With Ridley Scott's "Blade Runner," we find ourselves facing an extremely complex and fascinating film: in my opinion, the director's expressive peak (not reached again thereafter), which manages to create a puzzle with endless references, a cinematic vision of rare power, in a word, a masterpiece rich with an almost infinite series of implications and levels of interpretation. I even find it arduous to identify a starting point for describing some of the elements of "Blade Runner" that personally fascinated me the most.
I attempt to break free from the "blank page" dilemma by choosing the simplest and most traditional route, starting with the incipit, which is already in itself a true declaration of intent: a twilight beginning that foreshadows the whole atmosphere of the film in which Scott opts for a hiccuping montage that continuously fragments the rhythm, giving very little fluidity to the vision and immediately suggesting that we are facing a film that does not intend to proceed smoothly in a straight line.
If we were to frame the film within a genre, we would certainly identify it as a cyberpunk film, or rather the first true cyberpunk genre film: a science fiction genre that appeared completely new at the time when "Blade Runner" was released in theaters (in 1982), creating a real break with the science fiction we were accustomed to seeing in movies until then.

- **Record list**
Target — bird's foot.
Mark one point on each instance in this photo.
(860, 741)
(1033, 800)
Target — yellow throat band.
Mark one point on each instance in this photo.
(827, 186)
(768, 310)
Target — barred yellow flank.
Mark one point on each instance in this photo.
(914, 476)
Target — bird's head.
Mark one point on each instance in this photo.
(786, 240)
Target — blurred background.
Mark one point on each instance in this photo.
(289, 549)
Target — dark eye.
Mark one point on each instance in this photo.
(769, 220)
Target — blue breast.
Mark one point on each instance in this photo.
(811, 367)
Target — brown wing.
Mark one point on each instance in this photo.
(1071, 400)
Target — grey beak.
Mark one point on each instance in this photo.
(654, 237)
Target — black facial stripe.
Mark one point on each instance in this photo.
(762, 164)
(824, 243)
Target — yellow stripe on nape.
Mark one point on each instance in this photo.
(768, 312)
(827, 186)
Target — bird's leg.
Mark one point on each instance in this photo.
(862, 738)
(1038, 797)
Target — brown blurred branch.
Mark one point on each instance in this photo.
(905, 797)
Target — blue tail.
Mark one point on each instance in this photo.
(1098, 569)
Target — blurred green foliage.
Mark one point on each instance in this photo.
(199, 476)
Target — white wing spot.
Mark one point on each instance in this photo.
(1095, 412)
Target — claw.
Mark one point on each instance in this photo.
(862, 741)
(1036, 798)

- **Work instructions**
1. Translate this sentence from the Blade Runner review into Spanish: I even find it arduous to identify a starting point for describing some of the elements of "Blade Runner" that personally fascinated me the most.
2. In what year did "Blade Runner" come out in theaters, according to the review?
3. Carry on the Blade Runner review from its last sentence.

- **Expected outputs**
1. Incluso me resulta arduo identificar un punto de partida para describir algunos de los elementos de "Blade Runner" que más me fascinaron personalmente.

2. 1982

3.
If we look closely, even before "Blade Runner," some of the main themes of cyberpunk literature appeared in films such as:
- Metropolis, by F. Lang, where the robot Maria is a predecessor of the much more advanced replicants of Blade Runner;
- 2001: A Space Odyssey, by S. Kubrick, where the machine (the computer HAL 9000) replaces man in what should be his primary characteristic, namely the ability to think;
- A Clockwork Orange, also by S. Kubrick, where, although there is no representation of the advanced technologies present in Blade Runner, there is already the typical setting in a city (London) populated by gangs of "droogs" and plagued by drugs.
In my view, these films only anticipated and/or foreshadowed some of the elements that Blade Runner developed more completely. In particular, Ridley Scott, starting from the story "Do Androids Dream of Electric Sheep?" by Philip K. Dick, has created a film that goes far beyond the story itself and, focusing on the issues of life of cybernetic organisms, indeed, ventures into a deep investigation of metaphysical and philosophical aspects of human life.
However, "Blade Runner" lacks a fundamental concept of cyberpunk because it still needed to be fully realized in the years following Scott's film, particularly thanks to writers like William Gibson and Bruce Sterling in their works written between 1984 and the early nineties: that is, the concept of cyberspace. That virtual reality or real virtuality that would be better represented in 1995 by the film Johnny Mnemonic (by R. Longo) and especially in 1999 by the film The Matrix (by the Wachowsky brothers).
Certainly, however, many post-Blade Runner cyberpunk films consciously or unconsciously recall its "look," atmospheres, and visual settings, which in my opinion are spectacular, evocative, chilling.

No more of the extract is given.